Retype every line below precisely as it appears.
[Provided data Boundary: Start]
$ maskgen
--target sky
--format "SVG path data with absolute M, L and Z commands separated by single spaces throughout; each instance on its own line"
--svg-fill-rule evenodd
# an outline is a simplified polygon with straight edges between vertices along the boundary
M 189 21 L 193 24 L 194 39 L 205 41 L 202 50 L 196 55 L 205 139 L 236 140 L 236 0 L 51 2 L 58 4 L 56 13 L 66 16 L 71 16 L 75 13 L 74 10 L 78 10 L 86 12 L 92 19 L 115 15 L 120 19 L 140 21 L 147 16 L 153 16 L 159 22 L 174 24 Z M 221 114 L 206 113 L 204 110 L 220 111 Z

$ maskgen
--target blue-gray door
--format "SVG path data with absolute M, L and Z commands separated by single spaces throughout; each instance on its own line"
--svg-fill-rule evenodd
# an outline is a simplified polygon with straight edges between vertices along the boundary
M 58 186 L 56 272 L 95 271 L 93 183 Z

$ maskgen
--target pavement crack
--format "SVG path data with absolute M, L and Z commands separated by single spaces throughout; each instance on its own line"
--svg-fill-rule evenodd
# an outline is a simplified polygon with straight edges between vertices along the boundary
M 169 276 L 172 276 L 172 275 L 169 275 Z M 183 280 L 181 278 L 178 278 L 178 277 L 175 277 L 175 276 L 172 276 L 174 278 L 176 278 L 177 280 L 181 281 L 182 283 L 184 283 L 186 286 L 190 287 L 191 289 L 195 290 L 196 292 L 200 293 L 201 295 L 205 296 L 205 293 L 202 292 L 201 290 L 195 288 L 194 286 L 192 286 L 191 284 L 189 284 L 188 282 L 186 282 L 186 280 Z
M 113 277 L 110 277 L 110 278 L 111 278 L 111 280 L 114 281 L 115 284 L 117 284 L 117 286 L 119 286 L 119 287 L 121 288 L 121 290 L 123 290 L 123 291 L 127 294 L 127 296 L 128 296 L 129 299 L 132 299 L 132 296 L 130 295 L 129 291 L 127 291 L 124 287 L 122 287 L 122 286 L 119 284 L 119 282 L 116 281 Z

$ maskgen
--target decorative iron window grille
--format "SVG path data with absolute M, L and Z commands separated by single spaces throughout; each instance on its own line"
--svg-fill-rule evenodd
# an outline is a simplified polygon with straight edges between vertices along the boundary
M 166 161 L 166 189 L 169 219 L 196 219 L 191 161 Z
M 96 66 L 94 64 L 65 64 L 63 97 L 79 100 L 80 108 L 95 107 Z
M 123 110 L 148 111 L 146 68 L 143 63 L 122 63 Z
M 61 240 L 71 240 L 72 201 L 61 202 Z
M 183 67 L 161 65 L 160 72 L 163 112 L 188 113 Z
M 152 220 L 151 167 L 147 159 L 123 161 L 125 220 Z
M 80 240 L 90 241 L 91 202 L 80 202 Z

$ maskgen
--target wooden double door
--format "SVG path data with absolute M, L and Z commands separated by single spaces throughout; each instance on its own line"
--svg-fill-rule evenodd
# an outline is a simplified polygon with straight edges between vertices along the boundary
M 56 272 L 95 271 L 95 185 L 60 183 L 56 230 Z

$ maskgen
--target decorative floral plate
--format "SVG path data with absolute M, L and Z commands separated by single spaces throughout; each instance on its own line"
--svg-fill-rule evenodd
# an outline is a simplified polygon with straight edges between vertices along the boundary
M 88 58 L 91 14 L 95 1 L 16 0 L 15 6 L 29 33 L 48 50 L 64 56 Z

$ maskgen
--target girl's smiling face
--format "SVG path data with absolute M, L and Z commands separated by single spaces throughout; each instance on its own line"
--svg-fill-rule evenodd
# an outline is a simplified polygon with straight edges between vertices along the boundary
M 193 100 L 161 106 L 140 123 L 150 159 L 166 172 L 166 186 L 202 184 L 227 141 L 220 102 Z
[Provided data Boundary: End]
▶ [Exercise answer]:
$ maskgen
--target sky
--format "SVG path data with absolute M, L and Z commands separated by single spaces throughout; each instance on its own line"
--svg-fill-rule evenodd
# an outline is a simplified polygon with straight edges between vertices along the boundary
M 189 21 L 193 24 L 194 39 L 205 41 L 202 50 L 196 55 L 205 139 L 236 140 L 236 0 L 51 2 L 58 4 L 56 13 L 66 16 L 71 16 L 75 13 L 74 10 L 78 10 L 86 12 L 92 19 L 115 15 L 120 19 L 140 21 L 147 16 L 153 16 L 159 22 L 174 24 Z M 221 114 L 206 113 L 204 110 L 220 111 Z

$ maskgen
--target blue-gray door
--format "SVG path data with absolute M, L and Z commands separated by single spaces throughout; each instance on its own line"
--svg-fill-rule evenodd
# an outline is a simplified polygon with straight edges between vertices along the boundary
M 58 186 L 56 272 L 95 271 L 93 183 Z

$ maskgen
--target pavement crack
--format "SVG path data with absolute M, L and Z commands separated by single spaces throughout; each instance on its own line"
--svg-fill-rule evenodd
# an outline is a simplified polygon with straight edges between vertices along the boundary
M 169 276 L 172 276 L 172 275 L 169 275 Z M 183 280 L 181 278 L 178 278 L 178 277 L 175 277 L 175 276 L 172 276 L 174 278 L 176 278 L 177 280 L 181 281 L 182 283 L 184 283 L 186 286 L 190 287 L 191 289 L 195 290 L 196 292 L 200 293 L 201 295 L 205 296 L 205 293 L 202 292 L 201 290 L 195 288 L 194 286 L 192 286 L 191 284 L 189 284 L 188 282 L 186 282 L 186 280 Z
M 113 277 L 110 277 L 110 278 L 111 278 L 111 280 L 114 281 L 115 284 L 117 284 L 117 286 L 119 286 L 119 287 L 121 288 L 121 290 L 123 290 L 123 291 L 127 294 L 127 296 L 128 296 L 129 299 L 132 299 L 132 296 L 130 295 L 129 291 L 127 291 L 124 287 L 122 287 L 122 286 L 119 284 L 119 282 L 116 281 Z

$ maskgen
--target decorative iron window grille
--format "SVG path data with absolute M, L and Z commands separated by single spaces throughout; each instance on its own line"
--svg-fill-rule evenodd
# an outline is a simplified polygon with straight edges between vertices along the boundary
M 166 161 L 166 189 L 169 219 L 196 219 L 191 161 Z
M 96 66 L 94 64 L 65 64 L 63 97 L 79 100 L 80 108 L 95 107 Z
M 123 110 L 148 111 L 146 68 L 143 63 L 122 63 Z
M 61 240 L 71 240 L 72 201 L 61 202 Z
M 183 67 L 161 65 L 160 72 L 163 112 L 188 113 Z
M 152 220 L 151 167 L 147 159 L 123 161 L 125 220 Z
M 80 240 L 90 241 L 91 202 L 80 202 Z

$ maskgen
--target wooden double door
--format "SVG path data with absolute M, L and Z commands separated by single spaces throughout; each instance on its own line"
--svg-fill-rule evenodd
# an outline is a simplified polygon with straight edges between vertices along the boundary
M 56 272 L 95 271 L 95 185 L 60 183 L 56 230 Z

$ maskgen
--target decorative floral plate
--format "SVG path data with absolute M, L and Z commands separated by single spaces throughout; each instance on its own line"
--svg-fill-rule evenodd
# an outline is a simplified polygon with straight edges between vertices along the boundary
M 88 58 L 91 14 L 95 1 L 16 0 L 15 6 L 29 33 L 48 50 L 64 56 Z

$ maskgen
--target girl's smiling face
--format "SVG path data with absolute M, L and Z commands separated by single spaces throughout; each instance on its own line"
--svg-fill-rule evenodd
# an outline is a simplified polygon with straight edges between vertices along the boundary
M 193 100 L 161 106 L 140 123 L 150 159 L 166 172 L 166 186 L 202 184 L 227 141 L 220 102 Z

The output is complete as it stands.